— start of Document excerpt —

Sunday, August 7, 2011

#219 The Smell of Celestial Blue

The landscape of this song unwinds slowly, heavenly, and it never stops. There's no place to stop, no borders, it shines in all directions.

Upshaw is walking in the landscape. Dignified, humble. Always, always...

Composer: Kaija Saariaho
Work: Château de l'âme, II. A la terre
Recording: Dawn Upshaw, Schoenberg Choir, Finnish Radio Symphony Orchestra, Esa-Pekka Salonen

Saturday, August 6, 2011

#218 The Smell of Market St

I'm not sure about ionization but this is definitely the smell and the sound of Market St, San Francisco. All the stir and rush, sirens, rhythms, it's all there.

The music actually is somehow charging, ionizing. But inside–it's creating a positive feedback. It eats itself, and gets stronger so.

Composer: Edgard Varèse
Work: Ionisation
Recording: Chicago Symphony Orchestra, Pierre Boulez

Friday, August 5, 2011

#217 The Smell of Motion

Wind mills, trains, big wheels: It's the revolving motion that characterizes this movement. It's presto, yet the motion is not fast: it's bigger than life, very regular, continuous, unmatched.

Stern is iconic here. His playing works magnificently with NYP. A very pleasant recording.

— end of Document excerpt —
— start of Collected material —

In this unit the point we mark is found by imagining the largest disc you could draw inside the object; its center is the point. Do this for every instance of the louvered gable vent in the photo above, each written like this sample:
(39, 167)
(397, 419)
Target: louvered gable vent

— end of Collected material —

--- What is asked ---
- A) Please list every post title that appears in the music blog excerpt.
- B) Rewrite the stretch of the music blog excerpt from "Composer: Kaija Saariaho" through "gets stronger so.", replacing "Market St" with "Mission St".
The material has no connection to the music blog excerpt.

--- Worked answers ---
- A)
- #219 The Smell of Celestial Blue
- #218 The Smell of Market St
- #217 The Smell of Motion

- B)
Composer: Kaija Saariaho
Work: Château de l'âme, II. A la terre
Recording: Dawn Upshaw, Schoenberg Choir, Finnish Radio Symphony Orchestra, Esa-Pekka Salonen

Saturday, August 6, 2011

#218 The Smell of Mission St

I'm not sure about ionization but this is definitely the smell and the sound of Mission St, San Francisco. All the stir and rush, sirens, rhythms, it's all there.

The music actually is somehow charging, ionizing. But inside–it's creating a positive feedback. It eats itself, and gets stronger so.